## Problem description
Reproduce the entries word for word, starting at the line that contains "bridle in this workspace image." and ending with the final line of the entries.

(Image box annotation records)
══════════════════════════════
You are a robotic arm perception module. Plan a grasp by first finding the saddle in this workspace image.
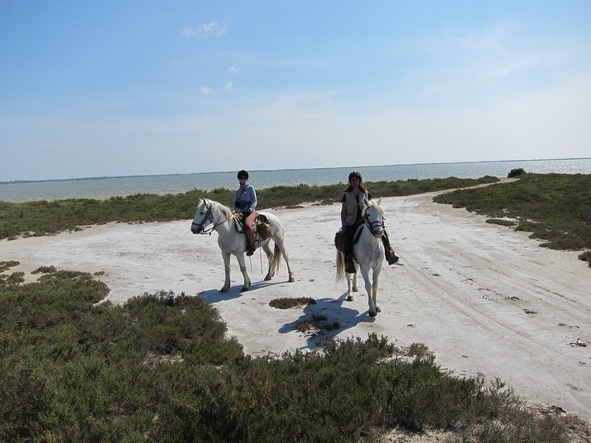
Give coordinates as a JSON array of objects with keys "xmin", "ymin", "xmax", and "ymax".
[
  {"xmin": 234, "ymin": 213, "xmax": 273, "ymax": 241},
  {"xmin": 334, "ymin": 224, "xmax": 365, "ymax": 254}
]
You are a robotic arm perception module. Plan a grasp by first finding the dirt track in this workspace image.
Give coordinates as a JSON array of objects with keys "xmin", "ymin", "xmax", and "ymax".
[{"xmin": 0, "ymin": 194, "xmax": 591, "ymax": 420}]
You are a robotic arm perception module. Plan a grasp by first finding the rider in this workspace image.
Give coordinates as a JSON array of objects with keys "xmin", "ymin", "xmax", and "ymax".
[
  {"xmin": 232, "ymin": 169, "xmax": 257, "ymax": 255},
  {"xmin": 341, "ymin": 171, "xmax": 398, "ymax": 274}
]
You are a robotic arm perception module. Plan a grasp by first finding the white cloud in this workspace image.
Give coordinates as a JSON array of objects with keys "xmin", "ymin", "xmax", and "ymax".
[{"xmin": 183, "ymin": 20, "xmax": 228, "ymax": 40}]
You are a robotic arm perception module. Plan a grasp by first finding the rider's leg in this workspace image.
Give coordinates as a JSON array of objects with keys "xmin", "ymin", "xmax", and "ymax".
[{"xmin": 345, "ymin": 226, "xmax": 357, "ymax": 274}]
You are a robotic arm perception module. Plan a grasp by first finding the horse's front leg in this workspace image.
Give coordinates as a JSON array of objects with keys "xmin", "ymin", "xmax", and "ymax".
[
  {"xmin": 220, "ymin": 251, "xmax": 230, "ymax": 292},
  {"xmin": 261, "ymin": 242, "xmax": 273, "ymax": 281},
  {"xmin": 361, "ymin": 266, "xmax": 378, "ymax": 317},
  {"xmin": 345, "ymin": 274, "xmax": 357, "ymax": 301},
  {"xmin": 371, "ymin": 269, "xmax": 382, "ymax": 313},
  {"xmin": 236, "ymin": 254, "xmax": 250, "ymax": 291}
]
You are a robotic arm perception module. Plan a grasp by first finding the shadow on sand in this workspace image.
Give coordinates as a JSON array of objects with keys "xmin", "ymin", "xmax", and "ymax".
[{"xmin": 279, "ymin": 292, "xmax": 375, "ymax": 348}]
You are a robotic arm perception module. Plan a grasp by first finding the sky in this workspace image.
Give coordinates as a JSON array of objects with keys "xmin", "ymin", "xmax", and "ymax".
[{"xmin": 0, "ymin": 0, "xmax": 591, "ymax": 182}]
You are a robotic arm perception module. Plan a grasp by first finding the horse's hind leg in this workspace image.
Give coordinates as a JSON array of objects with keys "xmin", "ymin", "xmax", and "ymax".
[
  {"xmin": 236, "ymin": 254, "xmax": 250, "ymax": 291},
  {"xmin": 368, "ymin": 269, "xmax": 382, "ymax": 313},
  {"xmin": 361, "ymin": 267, "xmax": 378, "ymax": 317},
  {"xmin": 273, "ymin": 236, "xmax": 295, "ymax": 283},
  {"xmin": 262, "ymin": 242, "xmax": 275, "ymax": 281},
  {"xmin": 220, "ymin": 252, "xmax": 230, "ymax": 292}
]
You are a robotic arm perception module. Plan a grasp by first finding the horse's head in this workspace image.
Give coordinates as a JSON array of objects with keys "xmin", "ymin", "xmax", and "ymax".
[
  {"xmin": 361, "ymin": 199, "xmax": 384, "ymax": 238},
  {"xmin": 191, "ymin": 198, "xmax": 213, "ymax": 234}
]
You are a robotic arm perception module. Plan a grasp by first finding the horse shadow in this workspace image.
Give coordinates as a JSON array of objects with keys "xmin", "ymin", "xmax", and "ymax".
[
  {"xmin": 279, "ymin": 292, "xmax": 375, "ymax": 348},
  {"xmin": 196, "ymin": 280, "xmax": 287, "ymax": 304}
]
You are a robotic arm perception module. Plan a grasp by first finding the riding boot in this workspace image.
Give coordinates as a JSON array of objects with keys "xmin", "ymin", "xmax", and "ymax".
[
  {"xmin": 244, "ymin": 229, "xmax": 256, "ymax": 256},
  {"xmin": 382, "ymin": 234, "xmax": 398, "ymax": 265},
  {"xmin": 345, "ymin": 255, "xmax": 357, "ymax": 274}
]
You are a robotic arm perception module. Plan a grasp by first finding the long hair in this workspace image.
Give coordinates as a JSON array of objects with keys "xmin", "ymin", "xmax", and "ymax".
[{"xmin": 345, "ymin": 171, "xmax": 367, "ymax": 192}]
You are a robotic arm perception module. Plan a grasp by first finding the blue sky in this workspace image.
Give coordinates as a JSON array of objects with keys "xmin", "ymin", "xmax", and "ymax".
[{"xmin": 0, "ymin": 0, "xmax": 591, "ymax": 181}]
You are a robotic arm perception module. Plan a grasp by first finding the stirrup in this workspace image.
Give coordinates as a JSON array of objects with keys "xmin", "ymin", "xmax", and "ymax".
[{"xmin": 386, "ymin": 249, "xmax": 399, "ymax": 265}]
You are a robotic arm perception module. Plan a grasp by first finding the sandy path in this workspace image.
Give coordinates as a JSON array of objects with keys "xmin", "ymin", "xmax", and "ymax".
[{"xmin": 0, "ymin": 194, "xmax": 591, "ymax": 420}]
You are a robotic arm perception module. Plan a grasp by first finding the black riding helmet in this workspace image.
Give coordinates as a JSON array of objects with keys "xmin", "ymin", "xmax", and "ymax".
[
  {"xmin": 349, "ymin": 171, "xmax": 363, "ymax": 183},
  {"xmin": 237, "ymin": 169, "xmax": 248, "ymax": 180}
]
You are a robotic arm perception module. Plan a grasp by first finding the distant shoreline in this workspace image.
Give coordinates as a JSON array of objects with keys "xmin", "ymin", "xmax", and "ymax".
[{"xmin": 0, "ymin": 157, "xmax": 591, "ymax": 185}]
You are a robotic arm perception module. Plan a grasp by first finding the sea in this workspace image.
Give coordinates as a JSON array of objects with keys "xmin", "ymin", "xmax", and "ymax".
[{"xmin": 0, "ymin": 158, "xmax": 591, "ymax": 203}]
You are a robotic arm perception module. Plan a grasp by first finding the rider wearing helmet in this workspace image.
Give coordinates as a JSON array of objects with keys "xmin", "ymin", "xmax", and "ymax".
[
  {"xmin": 232, "ymin": 169, "xmax": 257, "ymax": 255},
  {"xmin": 341, "ymin": 171, "xmax": 398, "ymax": 274}
]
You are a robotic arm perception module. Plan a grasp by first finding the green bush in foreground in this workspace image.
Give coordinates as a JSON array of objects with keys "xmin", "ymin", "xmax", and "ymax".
[{"xmin": 0, "ymin": 267, "xmax": 576, "ymax": 442}]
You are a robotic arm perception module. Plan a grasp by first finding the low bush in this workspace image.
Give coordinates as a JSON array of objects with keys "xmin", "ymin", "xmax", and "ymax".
[{"xmin": 0, "ymin": 267, "xmax": 579, "ymax": 443}]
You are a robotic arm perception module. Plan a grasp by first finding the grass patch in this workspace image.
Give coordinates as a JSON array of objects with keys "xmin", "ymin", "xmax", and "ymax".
[
  {"xmin": 269, "ymin": 297, "xmax": 316, "ymax": 309},
  {"xmin": 0, "ymin": 266, "xmax": 581, "ymax": 443},
  {"xmin": 434, "ymin": 174, "xmax": 591, "ymax": 260}
]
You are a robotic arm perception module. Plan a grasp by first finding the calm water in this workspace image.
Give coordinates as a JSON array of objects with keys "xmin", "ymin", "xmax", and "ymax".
[{"xmin": 0, "ymin": 158, "xmax": 591, "ymax": 202}]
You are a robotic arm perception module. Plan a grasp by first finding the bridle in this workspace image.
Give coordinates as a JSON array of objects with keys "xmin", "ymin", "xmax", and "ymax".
[
  {"xmin": 363, "ymin": 209, "xmax": 385, "ymax": 237},
  {"xmin": 191, "ymin": 203, "xmax": 228, "ymax": 235}
]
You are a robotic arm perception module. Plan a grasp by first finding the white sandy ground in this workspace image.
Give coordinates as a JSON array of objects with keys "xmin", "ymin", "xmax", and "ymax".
[{"xmin": 0, "ymin": 194, "xmax": 591, "ymax": 421}]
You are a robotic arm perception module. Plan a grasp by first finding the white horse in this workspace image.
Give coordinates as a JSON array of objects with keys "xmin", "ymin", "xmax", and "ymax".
[
  {"xmin": 191, "ymin": 198, "xmax": 295, "ymax": 292},
  {"xmin": 337, "ymin": 199, "xmax": 384, "ymax": 317}
]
══════════════════════════════
## Reply
You are a robotic arm perception module. Plan a grasp by first finding the bridle in this workspace image.
Give coordinates as a JSON array of objects with keys "xmin", "ymin", "xmax", and "ymax".
[
  {"xmin": 363, "ymin": 209, "xmax": 385, "ymax": 237},
  {"xmin": 191, "ymin": 203, "xmax": 228, "ymax": 235}
]
You are a robotic arm perception module. Plan a grasp by first finding the white sandy ground in this workspace image.
Give coordinates as a JSON array of objects with keys "xmin", "ymin", "xmax", and "ymax".
[{"xmin": 0, "ymin": 194, "xmax": 591, "ymax": 421}]
You are a robotic arm perception module. Plan a grasp by first finding the white horse in this workspace image.
Give coordinates as a JSON array of objects with keys "xmin", "ymin", "xmax", and "ymax".
[
  {"xmin": 191, "ymin": 198, "xmax": 295, "ymax": 292},
  {"xmin": 337, "ymin": 199, "xmax": 384, "ymax": 317}
]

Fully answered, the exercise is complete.